##### Data supplied #####

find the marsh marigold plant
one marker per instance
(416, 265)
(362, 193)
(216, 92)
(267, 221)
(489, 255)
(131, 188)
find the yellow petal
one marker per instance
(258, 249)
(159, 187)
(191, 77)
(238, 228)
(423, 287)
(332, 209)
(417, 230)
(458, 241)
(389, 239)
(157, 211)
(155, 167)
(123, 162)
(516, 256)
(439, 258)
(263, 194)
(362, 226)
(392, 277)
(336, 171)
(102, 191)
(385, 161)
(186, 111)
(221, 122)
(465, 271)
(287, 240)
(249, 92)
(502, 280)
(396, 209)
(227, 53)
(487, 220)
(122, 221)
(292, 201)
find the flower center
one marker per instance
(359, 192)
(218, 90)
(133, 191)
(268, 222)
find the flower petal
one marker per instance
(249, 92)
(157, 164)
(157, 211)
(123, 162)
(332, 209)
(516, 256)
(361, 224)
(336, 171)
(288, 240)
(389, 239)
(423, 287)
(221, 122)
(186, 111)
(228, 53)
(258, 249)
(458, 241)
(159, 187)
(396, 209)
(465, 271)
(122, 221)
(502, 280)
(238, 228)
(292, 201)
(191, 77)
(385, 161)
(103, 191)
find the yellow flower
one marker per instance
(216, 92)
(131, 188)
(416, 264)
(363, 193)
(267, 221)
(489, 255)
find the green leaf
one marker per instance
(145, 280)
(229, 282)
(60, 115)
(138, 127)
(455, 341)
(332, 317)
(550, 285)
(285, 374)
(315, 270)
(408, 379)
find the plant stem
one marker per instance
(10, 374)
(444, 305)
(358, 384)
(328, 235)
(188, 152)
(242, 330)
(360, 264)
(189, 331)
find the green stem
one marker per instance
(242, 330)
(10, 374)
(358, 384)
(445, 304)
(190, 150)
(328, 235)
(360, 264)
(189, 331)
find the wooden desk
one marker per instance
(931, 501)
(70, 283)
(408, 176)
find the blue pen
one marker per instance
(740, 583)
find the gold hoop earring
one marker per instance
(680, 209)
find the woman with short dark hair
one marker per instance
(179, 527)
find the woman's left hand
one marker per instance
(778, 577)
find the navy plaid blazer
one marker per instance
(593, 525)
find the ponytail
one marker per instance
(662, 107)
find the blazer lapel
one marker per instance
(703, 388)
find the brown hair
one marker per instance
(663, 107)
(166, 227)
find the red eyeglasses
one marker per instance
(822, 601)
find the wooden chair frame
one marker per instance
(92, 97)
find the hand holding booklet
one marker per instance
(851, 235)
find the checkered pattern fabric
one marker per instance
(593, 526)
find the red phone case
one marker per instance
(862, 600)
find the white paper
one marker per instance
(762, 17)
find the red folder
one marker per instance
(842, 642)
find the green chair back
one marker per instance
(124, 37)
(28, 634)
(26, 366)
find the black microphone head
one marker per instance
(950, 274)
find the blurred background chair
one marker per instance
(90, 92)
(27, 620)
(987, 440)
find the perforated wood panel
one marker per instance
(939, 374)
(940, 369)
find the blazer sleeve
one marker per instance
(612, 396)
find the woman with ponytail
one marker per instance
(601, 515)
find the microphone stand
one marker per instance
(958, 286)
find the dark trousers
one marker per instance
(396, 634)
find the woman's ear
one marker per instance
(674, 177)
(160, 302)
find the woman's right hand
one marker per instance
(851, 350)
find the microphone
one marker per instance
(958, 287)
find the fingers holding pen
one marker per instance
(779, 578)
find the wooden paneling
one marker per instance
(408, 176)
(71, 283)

#####
##### Data supplied #####

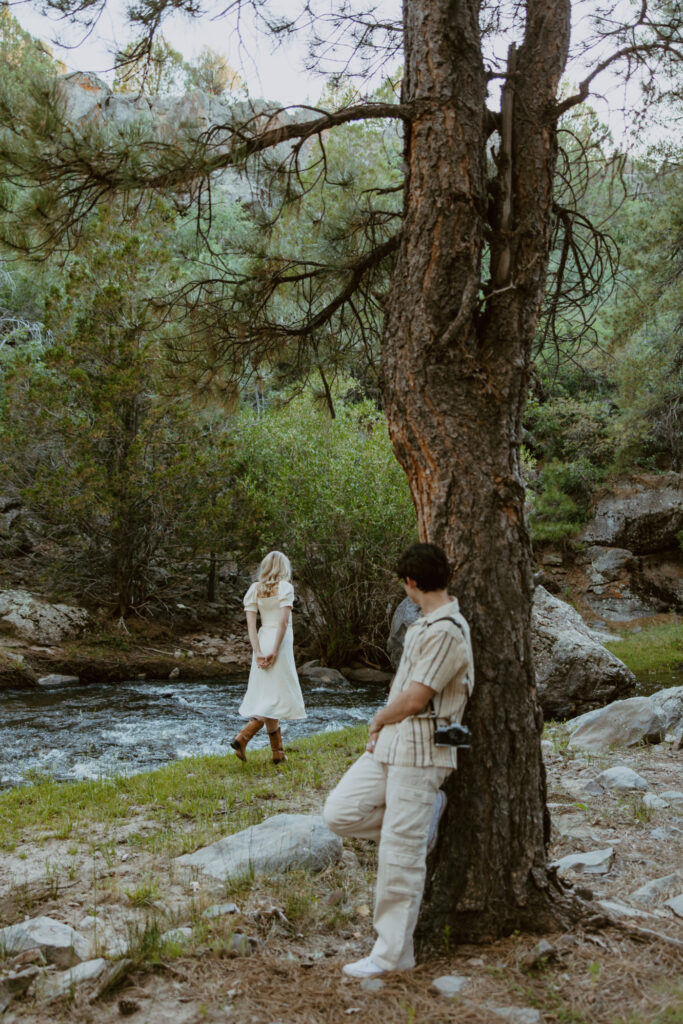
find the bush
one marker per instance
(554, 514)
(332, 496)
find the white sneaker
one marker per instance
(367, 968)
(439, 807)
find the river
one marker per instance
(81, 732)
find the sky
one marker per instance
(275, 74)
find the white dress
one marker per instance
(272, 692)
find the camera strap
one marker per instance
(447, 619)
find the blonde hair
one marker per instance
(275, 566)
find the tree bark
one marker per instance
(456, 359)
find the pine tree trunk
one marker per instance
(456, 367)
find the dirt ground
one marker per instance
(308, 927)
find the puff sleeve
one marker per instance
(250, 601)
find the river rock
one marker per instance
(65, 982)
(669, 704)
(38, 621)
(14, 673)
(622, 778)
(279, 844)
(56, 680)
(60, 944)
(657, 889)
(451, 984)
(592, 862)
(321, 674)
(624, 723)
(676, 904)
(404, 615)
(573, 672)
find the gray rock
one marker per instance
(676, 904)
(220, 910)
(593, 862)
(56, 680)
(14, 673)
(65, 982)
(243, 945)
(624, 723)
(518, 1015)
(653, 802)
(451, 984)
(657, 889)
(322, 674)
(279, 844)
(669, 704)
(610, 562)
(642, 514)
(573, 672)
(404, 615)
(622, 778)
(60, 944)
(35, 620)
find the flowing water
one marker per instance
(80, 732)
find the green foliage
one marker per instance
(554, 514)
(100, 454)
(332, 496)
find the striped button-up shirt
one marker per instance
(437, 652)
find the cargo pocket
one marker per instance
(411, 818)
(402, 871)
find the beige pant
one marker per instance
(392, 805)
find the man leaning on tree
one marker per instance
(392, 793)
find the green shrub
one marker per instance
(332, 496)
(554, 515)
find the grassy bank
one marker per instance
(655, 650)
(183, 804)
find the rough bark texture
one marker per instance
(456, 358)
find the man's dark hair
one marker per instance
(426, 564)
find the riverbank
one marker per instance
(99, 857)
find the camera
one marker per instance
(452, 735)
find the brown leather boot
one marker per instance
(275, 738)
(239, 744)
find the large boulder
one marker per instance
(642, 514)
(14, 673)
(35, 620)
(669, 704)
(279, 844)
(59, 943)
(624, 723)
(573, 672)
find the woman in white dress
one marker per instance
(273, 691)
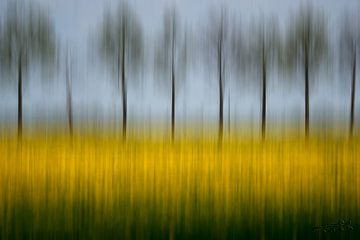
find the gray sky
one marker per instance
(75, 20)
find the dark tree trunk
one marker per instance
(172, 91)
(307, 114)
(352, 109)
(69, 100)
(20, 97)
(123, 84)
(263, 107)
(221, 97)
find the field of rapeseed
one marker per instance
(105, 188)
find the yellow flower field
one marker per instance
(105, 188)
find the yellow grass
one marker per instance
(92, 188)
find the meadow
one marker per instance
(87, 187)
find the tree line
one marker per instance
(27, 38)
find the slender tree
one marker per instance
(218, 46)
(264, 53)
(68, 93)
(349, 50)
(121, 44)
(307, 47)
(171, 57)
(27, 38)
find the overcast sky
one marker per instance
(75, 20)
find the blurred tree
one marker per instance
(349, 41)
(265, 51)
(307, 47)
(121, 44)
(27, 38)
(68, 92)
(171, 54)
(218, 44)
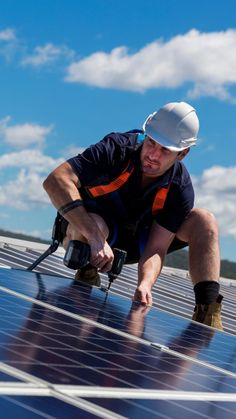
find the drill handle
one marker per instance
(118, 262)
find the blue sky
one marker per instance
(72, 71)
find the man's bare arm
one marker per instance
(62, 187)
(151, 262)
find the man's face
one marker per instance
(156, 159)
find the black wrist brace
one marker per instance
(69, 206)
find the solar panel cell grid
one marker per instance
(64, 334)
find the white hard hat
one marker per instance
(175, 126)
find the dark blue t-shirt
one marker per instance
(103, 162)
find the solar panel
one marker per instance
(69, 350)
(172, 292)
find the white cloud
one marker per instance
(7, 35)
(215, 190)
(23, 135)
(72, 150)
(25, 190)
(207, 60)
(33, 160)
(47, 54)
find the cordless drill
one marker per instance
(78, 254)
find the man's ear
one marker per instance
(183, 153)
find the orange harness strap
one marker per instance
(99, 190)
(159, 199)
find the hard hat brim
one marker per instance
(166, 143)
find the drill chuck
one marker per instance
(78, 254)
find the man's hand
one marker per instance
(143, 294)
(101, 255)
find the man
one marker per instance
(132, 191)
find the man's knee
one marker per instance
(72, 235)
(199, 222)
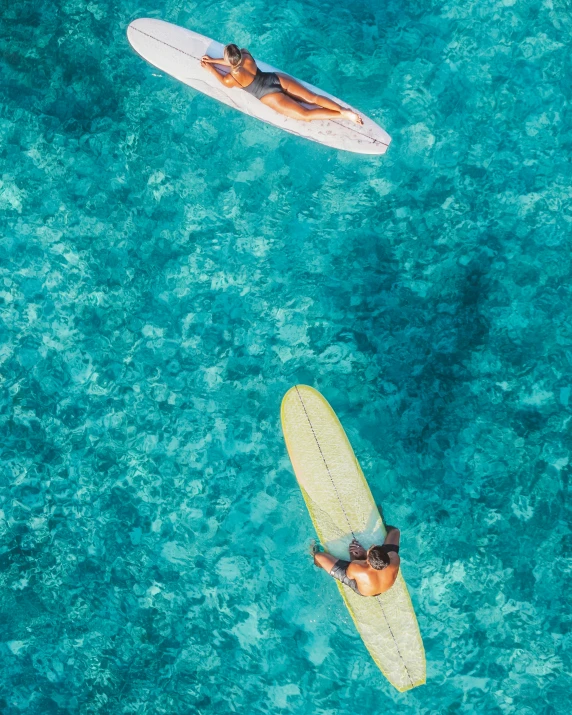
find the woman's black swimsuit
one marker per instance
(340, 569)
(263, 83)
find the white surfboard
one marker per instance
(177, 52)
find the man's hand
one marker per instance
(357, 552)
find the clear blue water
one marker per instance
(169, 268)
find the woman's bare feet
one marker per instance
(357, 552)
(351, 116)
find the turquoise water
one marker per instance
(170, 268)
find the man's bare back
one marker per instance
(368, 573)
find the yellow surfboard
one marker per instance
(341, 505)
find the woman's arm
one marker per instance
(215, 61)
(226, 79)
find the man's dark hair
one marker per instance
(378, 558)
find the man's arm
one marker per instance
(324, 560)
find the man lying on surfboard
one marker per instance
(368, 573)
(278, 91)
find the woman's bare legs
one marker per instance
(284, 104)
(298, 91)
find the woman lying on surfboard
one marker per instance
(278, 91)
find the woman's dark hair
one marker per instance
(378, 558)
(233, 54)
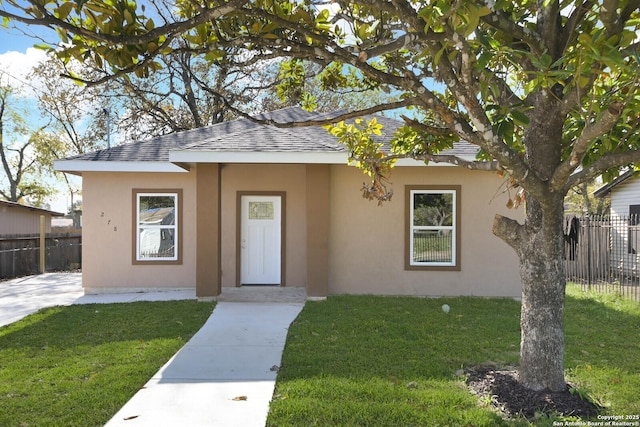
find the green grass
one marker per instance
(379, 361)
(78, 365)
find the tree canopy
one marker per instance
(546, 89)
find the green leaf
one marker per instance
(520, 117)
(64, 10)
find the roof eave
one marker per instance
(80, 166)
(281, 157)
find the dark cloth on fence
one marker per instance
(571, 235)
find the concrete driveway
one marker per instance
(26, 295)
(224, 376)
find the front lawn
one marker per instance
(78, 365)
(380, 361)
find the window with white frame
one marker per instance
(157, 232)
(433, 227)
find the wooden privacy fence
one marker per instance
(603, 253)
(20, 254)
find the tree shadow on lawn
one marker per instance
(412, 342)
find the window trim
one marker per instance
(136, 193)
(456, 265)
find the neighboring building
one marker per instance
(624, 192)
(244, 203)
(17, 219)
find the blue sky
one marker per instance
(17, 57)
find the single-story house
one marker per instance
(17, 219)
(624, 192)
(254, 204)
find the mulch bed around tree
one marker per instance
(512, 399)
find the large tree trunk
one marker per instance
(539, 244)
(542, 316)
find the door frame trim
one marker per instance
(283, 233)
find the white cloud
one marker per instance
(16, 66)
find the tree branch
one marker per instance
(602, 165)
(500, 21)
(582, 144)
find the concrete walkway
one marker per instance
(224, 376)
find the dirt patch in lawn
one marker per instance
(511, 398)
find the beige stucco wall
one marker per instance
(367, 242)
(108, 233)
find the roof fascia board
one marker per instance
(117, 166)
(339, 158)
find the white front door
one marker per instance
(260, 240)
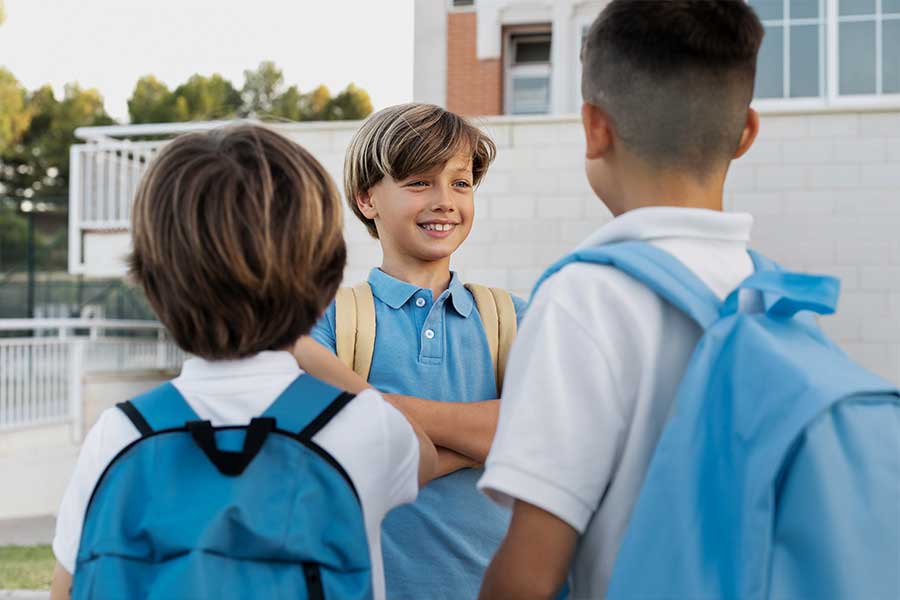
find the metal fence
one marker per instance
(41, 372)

#####

§ Prompt:
Please find all lines of the entries that hold the string "strap" and copy them.

§ Result:
find the camera strap
find the orange harness strap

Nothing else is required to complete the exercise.